# Direction A
From the entries below, copy word for word the lines from the one with "For every instance of the raised" up to and including the one with "x=935, y=222". Leave the pictures out.

# Extracted text
Two, trade liberalization can require costly economic and institutional adjustments. For example, developing countries often need to expand production in an export sector or need to enter new foreign markets and there can be substantial costs to making these economic adjustments. To help developing countries make these adjustments and to make the costs more bearable, rules can be modified or transitional rules can be implemented. Ensuring that countries are subject to lower tariffs in a transitional period can make the cost more bearable. The idea is that this will put them on par with (rather than give them an advantage over) domestic producers in the importing developed countries. Even if they do have an advantage over the import competing firms in the developed country, the exporting developing country firms are often too small to make much of a difference to the competitors.
Other substantial costs can be in terms of development of the requisite infrastructure of laws, regulations and policies. Developing countries will probably need to make the biggest changes to comply with the so-called ‘Singapore Issues’. The Singapore Issues refer to a group of topics discussed during the 1996 WTO Ministerial Conference at Singapore. The topics include investment protection, competition policy, transparency in government procurement, and trade facilitation. There are heavy costs attached to the creation and enforcement of new competition policy, investment regulations, and trade and customs procedures. Generally, developing countries have the furthest to go to meet these regulation and procedural standards, and often face a shortage of the requisite legal, administrative, bureaucratic and other expertise to design and implement the changes.

(Position identification entries)
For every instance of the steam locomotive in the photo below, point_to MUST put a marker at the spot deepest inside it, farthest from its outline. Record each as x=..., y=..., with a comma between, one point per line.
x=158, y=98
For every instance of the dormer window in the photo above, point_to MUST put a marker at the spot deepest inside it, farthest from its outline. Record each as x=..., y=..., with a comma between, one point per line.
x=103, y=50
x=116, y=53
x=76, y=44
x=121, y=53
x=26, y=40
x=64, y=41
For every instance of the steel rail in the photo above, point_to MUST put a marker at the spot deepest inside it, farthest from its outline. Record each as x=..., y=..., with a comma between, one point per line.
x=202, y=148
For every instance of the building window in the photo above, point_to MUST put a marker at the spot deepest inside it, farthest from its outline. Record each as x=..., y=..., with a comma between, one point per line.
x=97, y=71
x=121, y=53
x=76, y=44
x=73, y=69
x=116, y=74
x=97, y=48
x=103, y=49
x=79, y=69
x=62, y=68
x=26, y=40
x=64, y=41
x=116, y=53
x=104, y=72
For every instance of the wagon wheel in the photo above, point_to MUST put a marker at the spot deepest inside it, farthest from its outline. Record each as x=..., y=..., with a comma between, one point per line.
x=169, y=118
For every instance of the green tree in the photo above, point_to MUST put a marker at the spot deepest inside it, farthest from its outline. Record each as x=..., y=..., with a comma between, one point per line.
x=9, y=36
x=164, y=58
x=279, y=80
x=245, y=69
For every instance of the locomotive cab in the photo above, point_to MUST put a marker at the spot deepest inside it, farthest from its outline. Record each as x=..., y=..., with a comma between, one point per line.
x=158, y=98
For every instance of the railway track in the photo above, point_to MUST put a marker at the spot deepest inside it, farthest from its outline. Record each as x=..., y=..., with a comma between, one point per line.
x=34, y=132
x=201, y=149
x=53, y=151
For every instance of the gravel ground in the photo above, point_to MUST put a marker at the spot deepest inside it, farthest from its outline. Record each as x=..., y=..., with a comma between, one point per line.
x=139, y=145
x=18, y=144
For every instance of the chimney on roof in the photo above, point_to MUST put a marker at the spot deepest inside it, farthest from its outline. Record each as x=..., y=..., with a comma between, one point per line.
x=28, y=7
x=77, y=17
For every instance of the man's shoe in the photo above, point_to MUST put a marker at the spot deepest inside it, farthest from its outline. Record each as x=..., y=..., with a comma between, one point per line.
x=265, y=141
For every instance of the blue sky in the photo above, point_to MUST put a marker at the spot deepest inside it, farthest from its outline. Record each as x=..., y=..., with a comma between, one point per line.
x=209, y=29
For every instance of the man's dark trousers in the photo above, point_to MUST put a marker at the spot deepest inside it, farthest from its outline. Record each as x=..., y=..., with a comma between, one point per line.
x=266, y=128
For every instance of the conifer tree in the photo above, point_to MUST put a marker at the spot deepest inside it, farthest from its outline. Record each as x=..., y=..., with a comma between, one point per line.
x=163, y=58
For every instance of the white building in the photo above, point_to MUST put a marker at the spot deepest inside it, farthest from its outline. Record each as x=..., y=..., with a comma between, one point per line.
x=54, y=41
==
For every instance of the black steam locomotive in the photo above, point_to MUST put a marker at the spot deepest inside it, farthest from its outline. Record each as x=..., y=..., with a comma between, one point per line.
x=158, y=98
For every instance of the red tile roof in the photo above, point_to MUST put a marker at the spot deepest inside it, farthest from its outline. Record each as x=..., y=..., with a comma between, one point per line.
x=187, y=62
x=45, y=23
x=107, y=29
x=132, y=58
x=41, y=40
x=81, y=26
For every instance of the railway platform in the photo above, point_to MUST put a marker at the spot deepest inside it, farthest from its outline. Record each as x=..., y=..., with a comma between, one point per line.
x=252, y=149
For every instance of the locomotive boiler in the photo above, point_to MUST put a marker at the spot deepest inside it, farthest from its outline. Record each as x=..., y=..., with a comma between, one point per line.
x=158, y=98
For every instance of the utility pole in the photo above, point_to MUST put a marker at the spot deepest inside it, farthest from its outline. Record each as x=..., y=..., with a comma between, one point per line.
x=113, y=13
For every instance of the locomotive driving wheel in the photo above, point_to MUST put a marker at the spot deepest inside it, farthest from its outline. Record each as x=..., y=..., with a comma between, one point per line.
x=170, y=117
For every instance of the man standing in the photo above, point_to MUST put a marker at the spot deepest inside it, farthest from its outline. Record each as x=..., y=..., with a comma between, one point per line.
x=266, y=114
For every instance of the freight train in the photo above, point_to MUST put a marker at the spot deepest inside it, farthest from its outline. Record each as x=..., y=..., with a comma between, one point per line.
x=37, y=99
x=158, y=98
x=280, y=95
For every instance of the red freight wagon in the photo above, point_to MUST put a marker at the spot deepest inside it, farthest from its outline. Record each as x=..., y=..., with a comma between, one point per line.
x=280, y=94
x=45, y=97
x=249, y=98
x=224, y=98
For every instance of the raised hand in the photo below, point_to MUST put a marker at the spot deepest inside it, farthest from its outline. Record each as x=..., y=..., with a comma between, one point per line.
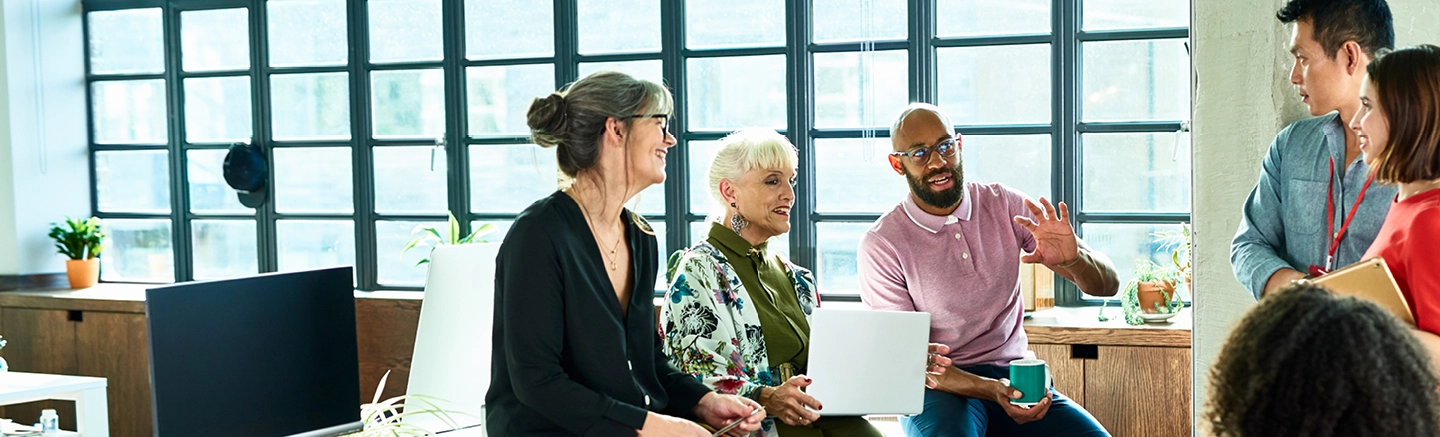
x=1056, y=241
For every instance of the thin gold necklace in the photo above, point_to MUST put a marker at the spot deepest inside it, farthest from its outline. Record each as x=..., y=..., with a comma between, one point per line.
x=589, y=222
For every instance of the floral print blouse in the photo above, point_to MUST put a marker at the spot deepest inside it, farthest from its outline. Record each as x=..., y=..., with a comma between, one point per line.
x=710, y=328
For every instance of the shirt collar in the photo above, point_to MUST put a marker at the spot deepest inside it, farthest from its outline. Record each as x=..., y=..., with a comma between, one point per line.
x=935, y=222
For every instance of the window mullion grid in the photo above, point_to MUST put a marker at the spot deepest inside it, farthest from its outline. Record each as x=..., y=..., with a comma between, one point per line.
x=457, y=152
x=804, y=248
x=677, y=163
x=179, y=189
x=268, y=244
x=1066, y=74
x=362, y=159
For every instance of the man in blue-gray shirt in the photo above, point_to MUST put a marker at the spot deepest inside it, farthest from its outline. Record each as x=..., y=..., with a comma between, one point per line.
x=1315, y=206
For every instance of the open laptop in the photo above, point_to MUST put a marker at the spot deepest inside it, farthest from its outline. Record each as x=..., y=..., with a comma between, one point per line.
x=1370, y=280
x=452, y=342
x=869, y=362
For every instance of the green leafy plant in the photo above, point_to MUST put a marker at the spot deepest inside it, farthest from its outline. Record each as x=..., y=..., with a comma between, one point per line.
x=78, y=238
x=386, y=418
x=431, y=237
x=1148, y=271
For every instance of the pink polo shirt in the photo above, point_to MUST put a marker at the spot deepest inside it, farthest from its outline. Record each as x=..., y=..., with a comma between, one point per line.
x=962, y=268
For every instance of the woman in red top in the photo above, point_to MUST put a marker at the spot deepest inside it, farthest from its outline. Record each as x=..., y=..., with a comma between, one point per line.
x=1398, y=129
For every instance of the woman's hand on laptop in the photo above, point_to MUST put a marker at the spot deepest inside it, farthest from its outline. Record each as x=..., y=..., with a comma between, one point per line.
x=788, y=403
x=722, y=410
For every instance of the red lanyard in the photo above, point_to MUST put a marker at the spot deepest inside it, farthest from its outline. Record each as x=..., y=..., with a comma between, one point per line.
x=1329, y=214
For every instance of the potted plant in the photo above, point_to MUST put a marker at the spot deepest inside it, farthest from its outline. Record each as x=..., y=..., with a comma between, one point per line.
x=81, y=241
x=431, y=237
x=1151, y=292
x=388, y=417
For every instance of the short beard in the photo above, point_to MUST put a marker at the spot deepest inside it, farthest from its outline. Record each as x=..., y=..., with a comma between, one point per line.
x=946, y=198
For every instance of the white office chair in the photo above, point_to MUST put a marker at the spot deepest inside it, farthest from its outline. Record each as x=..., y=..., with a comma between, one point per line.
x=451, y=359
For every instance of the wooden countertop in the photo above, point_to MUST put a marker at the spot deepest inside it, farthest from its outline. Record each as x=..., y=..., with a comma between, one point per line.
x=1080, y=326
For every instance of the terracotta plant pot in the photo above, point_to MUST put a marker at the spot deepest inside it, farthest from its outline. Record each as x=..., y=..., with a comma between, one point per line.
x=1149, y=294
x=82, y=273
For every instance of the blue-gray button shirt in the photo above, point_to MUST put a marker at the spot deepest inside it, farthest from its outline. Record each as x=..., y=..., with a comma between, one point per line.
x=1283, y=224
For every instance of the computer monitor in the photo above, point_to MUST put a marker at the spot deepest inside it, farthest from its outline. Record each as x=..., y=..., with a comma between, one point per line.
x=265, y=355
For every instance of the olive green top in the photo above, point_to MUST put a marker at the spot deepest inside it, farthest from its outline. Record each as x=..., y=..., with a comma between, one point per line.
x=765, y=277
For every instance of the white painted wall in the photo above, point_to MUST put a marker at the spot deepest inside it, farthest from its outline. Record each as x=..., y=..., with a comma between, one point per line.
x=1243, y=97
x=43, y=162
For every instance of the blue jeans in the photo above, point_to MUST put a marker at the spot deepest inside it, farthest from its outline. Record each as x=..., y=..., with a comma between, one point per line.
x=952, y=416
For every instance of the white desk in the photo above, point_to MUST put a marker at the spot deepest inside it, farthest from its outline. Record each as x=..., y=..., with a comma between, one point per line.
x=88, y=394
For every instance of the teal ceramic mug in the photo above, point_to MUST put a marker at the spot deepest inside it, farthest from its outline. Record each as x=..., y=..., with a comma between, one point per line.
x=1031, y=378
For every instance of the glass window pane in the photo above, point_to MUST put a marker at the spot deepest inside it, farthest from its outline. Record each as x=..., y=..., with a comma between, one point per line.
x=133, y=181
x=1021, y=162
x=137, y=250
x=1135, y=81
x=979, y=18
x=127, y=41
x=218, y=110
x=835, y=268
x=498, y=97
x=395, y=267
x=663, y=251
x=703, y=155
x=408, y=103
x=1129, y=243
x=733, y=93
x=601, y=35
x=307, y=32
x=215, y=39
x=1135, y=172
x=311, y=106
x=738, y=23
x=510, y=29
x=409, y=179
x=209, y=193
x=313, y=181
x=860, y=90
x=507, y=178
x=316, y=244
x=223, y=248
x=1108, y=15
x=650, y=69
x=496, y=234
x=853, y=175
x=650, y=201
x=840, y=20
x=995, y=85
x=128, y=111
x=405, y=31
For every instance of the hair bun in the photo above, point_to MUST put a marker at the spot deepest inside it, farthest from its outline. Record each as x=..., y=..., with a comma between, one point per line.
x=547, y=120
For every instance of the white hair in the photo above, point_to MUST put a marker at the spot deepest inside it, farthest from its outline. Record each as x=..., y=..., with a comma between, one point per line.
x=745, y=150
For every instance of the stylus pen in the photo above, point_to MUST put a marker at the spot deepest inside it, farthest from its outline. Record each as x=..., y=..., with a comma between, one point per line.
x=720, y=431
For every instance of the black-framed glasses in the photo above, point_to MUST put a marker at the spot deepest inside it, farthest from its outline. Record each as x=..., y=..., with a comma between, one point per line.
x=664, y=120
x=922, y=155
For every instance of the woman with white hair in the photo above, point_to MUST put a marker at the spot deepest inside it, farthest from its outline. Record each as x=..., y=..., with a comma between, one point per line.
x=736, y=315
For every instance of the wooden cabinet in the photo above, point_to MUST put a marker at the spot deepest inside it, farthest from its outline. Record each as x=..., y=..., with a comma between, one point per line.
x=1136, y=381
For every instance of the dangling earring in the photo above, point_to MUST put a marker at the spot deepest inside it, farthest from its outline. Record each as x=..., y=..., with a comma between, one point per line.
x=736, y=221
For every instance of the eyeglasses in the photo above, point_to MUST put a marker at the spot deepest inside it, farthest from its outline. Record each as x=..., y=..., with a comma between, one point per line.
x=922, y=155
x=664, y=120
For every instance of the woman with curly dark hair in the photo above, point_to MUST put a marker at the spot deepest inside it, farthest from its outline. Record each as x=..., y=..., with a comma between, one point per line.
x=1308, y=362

# Direction B
According to the passage on trade liberalization, what topics do the Singapore Issues include?

# Correct response A
For every instance of the raised hand in the photo below, point_to MUST put a marker at the spot deepest inside it, farthest from its outline. Record each as x=..., y=..., with a comma between, one point per line.
x=1056, y=241
For every instance of the thin gold necklace in the photo above, point_to MUST put a marker at the spot deepest inside it, farthest from its outline. Record each as x=..., y=..., with a comma between, one point per line.
x=589, y=222
For every instance of the floral print blouse in the photo above, point_to MUST put a marker at the spot deepest inside it, farthest from its outline. Record each as x=..., y=..., with a comma between, one point per line.
x=710, y=328
For every instance of the shirt collar in the photo above, point_to MUST put a marker at the spot deepest inside it, farthest from its outline. Record each as x=..., y=..., with a comma between, one point per line.
x=935, y=222

# Correct response B
Investment protection, competition policy, transparency in government procurement, and trade facilitation.